Entries from a dataset
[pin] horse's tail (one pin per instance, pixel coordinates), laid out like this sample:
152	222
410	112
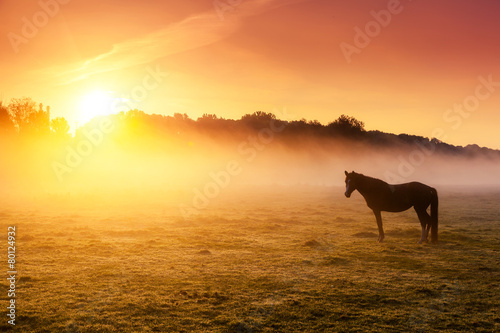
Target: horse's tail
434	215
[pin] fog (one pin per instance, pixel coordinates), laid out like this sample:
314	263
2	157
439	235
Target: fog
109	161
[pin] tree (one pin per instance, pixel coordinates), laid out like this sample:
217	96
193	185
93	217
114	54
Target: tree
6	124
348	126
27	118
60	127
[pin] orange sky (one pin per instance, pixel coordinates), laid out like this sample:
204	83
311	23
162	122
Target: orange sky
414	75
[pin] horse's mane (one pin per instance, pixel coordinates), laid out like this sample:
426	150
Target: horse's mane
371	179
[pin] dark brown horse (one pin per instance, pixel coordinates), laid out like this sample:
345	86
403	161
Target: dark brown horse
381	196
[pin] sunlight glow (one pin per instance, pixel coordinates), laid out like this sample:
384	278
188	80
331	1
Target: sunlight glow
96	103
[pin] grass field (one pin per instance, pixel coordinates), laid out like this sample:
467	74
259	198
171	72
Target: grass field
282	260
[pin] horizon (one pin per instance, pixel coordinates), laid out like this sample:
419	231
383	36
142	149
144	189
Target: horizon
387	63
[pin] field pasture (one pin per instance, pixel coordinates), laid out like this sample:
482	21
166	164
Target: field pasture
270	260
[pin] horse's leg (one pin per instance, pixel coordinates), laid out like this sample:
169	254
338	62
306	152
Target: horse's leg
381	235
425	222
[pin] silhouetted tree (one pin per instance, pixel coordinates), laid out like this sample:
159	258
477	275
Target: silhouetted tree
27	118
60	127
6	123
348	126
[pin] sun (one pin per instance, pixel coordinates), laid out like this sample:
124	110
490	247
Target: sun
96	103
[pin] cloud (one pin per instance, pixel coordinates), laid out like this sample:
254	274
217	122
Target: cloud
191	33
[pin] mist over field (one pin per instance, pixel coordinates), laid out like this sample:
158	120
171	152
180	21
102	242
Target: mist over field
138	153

==

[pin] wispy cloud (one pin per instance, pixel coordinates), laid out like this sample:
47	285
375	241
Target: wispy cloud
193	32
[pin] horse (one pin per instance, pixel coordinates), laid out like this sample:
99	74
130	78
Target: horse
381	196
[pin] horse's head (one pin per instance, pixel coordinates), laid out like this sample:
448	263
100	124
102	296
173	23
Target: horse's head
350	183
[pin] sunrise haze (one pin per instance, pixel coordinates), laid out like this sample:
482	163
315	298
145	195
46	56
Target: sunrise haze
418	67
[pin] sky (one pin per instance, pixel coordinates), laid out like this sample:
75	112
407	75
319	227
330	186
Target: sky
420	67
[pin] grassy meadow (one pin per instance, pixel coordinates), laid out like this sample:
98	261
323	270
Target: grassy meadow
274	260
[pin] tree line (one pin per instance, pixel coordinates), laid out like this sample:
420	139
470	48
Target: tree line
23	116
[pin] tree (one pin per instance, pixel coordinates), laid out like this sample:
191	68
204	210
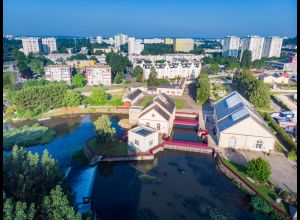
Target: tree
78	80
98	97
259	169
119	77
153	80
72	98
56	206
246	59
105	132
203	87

--

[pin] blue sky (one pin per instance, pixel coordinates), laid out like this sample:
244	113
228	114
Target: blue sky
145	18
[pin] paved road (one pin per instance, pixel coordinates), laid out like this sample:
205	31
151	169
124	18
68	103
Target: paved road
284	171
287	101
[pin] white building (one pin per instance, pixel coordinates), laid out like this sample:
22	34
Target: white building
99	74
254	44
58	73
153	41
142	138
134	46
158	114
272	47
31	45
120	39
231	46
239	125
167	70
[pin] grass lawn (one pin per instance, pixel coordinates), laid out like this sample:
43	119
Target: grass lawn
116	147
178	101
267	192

#### REQUEST
Find every line in the data above that contains the word "glow" and copy each one out. Case counts.

#### OUTPUT OF THE EXERCISE
[pin] sunlight glow (one pin per instance, pixel coordinates), laid out like this sample:
Target: sunlight glow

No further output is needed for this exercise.